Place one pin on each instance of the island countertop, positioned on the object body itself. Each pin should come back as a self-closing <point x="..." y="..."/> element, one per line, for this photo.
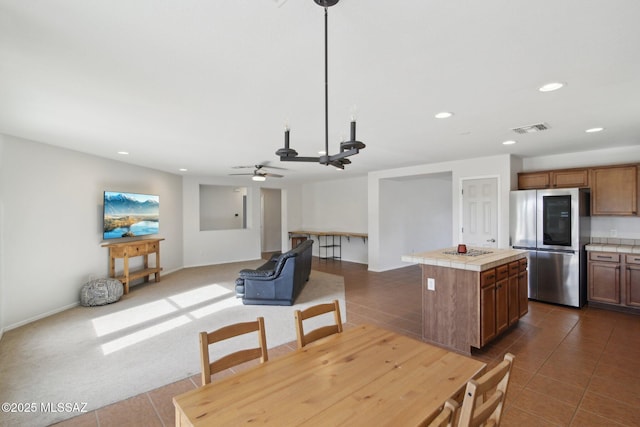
<point x="476" y="258"/>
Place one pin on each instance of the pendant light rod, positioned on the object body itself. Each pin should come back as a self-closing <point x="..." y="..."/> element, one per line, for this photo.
<point x="347" y="148"/>
<point x="326" y="85"/>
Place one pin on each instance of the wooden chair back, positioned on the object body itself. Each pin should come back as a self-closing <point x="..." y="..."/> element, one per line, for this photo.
<point x="233" y="359"/>
<point x="321" y="332"/>
<point x="446" y="417"/>
<point x="478" y="408"/>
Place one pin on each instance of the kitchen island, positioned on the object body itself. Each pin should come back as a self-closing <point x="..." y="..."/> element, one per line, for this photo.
<point x="470" y="299"/>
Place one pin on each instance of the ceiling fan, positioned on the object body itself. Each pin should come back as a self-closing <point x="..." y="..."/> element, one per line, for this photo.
<point x="258" y="174"/>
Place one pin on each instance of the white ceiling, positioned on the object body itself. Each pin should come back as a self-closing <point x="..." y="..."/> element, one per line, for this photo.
<point x="207" y="85"/>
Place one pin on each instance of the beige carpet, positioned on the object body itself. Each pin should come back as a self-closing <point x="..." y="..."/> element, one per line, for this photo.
<point x="100" y="355"/>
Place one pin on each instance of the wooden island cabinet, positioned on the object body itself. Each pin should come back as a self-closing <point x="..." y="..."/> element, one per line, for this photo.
<point x="470" y="299"/>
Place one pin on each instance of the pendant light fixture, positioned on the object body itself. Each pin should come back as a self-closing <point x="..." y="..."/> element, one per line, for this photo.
<point x="347" y="148"/>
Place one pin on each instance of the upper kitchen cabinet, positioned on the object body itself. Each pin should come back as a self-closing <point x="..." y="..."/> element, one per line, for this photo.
<point x="564" y="178"/>
<point x="533" y="180"/>
<point x="614" y="190"/>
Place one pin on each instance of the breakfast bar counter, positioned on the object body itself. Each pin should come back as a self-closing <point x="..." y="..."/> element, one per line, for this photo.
<point x="469" y="299"/>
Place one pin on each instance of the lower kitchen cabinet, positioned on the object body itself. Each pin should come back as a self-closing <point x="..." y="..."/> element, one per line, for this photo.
<point x="632" y="280"/>
<point x="523" y="287"/>
<point x="614" y="280"/>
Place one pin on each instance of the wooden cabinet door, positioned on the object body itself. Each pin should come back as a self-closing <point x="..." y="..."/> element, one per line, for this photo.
<point x="502" y="305"/>
<point x="487" y="306"/>
<point x="512" y="293"/>
<point x="604" y="282"/>
<point x="514" y="304"/>
<point x="570" y="178"/>
<point x="523" y="287"/>
<point x="632" y="281"/>
<point x="488" y="313"/>
<point x="533" y="180"/>
<point x="614" y="191"/>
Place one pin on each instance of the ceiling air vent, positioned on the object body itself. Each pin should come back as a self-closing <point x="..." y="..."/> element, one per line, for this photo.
<point x="531" y="128"/>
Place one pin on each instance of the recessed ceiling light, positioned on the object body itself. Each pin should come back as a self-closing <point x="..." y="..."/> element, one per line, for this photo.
<point x="550" y="87"/>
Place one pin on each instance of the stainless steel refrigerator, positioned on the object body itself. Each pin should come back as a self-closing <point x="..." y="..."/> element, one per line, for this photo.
<point x="554" y="226"/>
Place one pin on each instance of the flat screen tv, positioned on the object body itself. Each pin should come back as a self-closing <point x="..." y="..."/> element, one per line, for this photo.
<point x="130" y="214"/>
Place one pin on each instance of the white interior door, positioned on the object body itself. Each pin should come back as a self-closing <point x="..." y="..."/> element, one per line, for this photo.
<point x="480" y="212"/>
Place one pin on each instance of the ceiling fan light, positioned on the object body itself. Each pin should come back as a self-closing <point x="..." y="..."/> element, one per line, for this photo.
<point x="350" y="145"/>
<point x="550" y="87"/>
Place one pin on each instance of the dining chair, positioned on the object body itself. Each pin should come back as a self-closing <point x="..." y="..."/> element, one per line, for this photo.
<point x="232" y="359"/>
<point x="321" y="332"/>
<point x="446" y="417"/>
<point x="478" y="408"/>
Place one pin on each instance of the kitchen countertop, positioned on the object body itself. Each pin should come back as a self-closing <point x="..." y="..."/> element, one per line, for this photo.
<point x="608" y="247"/>
<point x="448" y="257"/>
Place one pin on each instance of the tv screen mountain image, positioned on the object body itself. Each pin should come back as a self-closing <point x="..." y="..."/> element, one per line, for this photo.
<point x="130" y="214"/>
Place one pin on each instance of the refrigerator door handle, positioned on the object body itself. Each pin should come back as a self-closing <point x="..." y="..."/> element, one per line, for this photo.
<point x="557" y="251"/>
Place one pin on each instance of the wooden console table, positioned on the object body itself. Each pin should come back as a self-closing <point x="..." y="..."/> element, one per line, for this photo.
<point x="126" y="250"/>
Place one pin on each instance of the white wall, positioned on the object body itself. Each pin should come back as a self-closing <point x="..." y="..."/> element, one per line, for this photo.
<point x="221" y="207"/>
<point x="612" y="226"/>
<point x="51" y="228"/>
<point x="383" y="256"/>
<point x="271" y="219"/>
<point x="3" y="298"/>
<point x="223" y="246"/>
<point x="417" y="213"/>
<point x="338" y="205"/>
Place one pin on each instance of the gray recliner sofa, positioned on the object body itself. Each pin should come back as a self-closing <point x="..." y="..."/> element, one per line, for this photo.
<point x="279" y="280"/>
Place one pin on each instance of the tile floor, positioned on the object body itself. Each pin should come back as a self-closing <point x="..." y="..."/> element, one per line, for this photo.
<point x="573" y="367"/>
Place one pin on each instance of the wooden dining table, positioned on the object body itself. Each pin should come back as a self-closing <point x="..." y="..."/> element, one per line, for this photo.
----------------------------------------
**What you have to do**
Each line from the one with "Place one pin on each instance of the tile" through the end of the entries above is to be returned word for word. Nothing else belongs in the answer.

**Exercise response**
Place one pin on each instance of the tile floor, positioned on the object body itself. Each pin should come back as a self-closing <point x="..." y="..."/> element, one per line, for this photo.
<point x="573" y="367"/>
Place one pin on each instance of the wooden dining table, positioned on the object body itself. Each pin should come back as a self-closing <point x="..." y="..."/> element, one per line, for this photo.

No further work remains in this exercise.